◆ **Entries from an annotation dataset**:
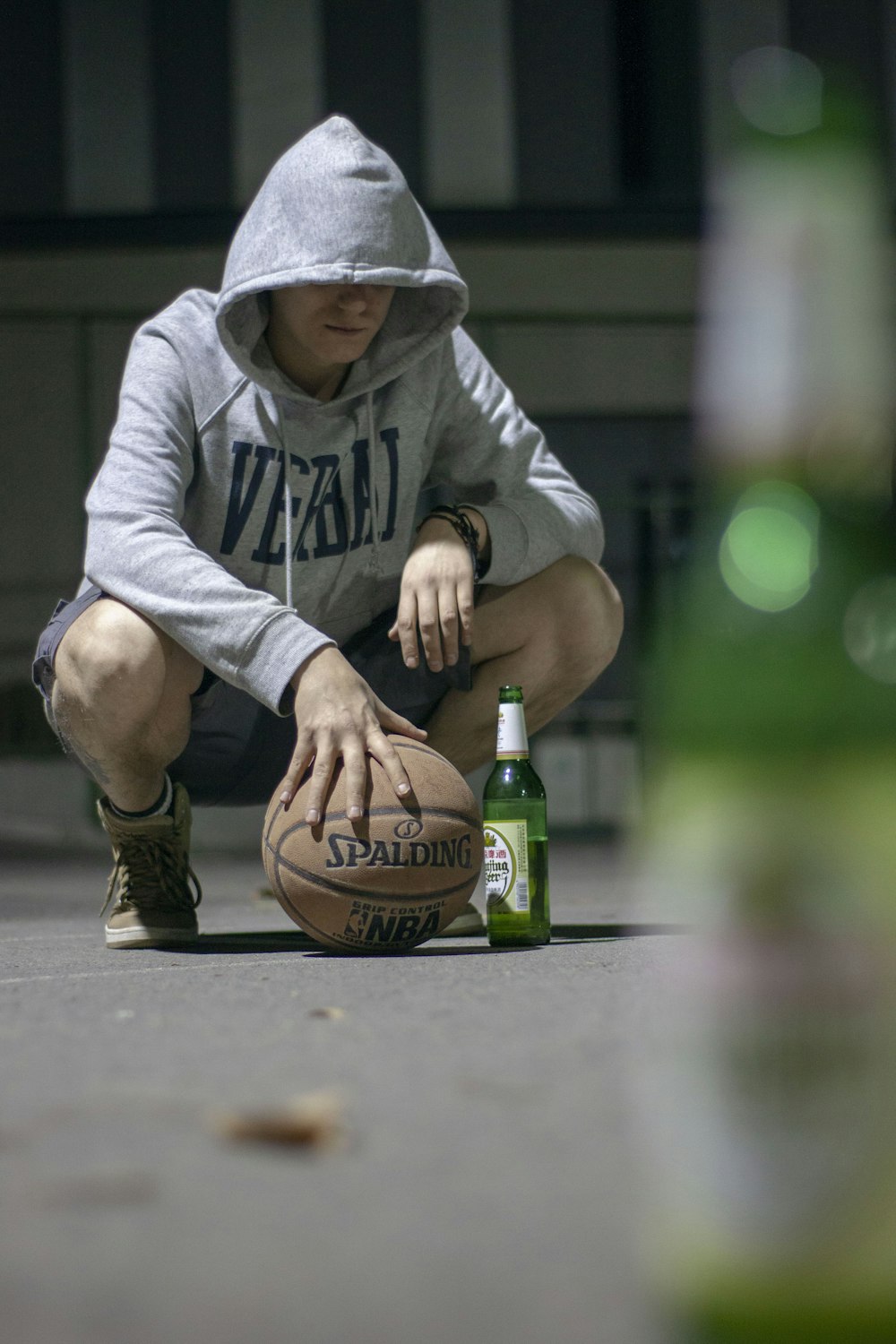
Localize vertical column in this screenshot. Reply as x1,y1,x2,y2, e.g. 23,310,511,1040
63,0,153,215
422,0,516,207
231,0,323,207
323,0,423,193
616,0,702,206
512,0,617,206
151,0,231,211
0,0,65,217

◆ **GOAL OF THE EXERCISE**: Please rewrite all of the material above, changing "screenshot" to "image" and keeping everything else the same. Leave the pictures out of your answer.

◆ **SOLUTION FOR THIS PROBLEM**:
Localize vertical column in this image. Reply as x1,y1,x2,y2, e.g. 23,310,511,1040
63,0,153,215
422,0,516,207
231,0,323,207
323,0,423,193
616,0,702,206
512,0,617,206
151,0,231,211
0,0,65,217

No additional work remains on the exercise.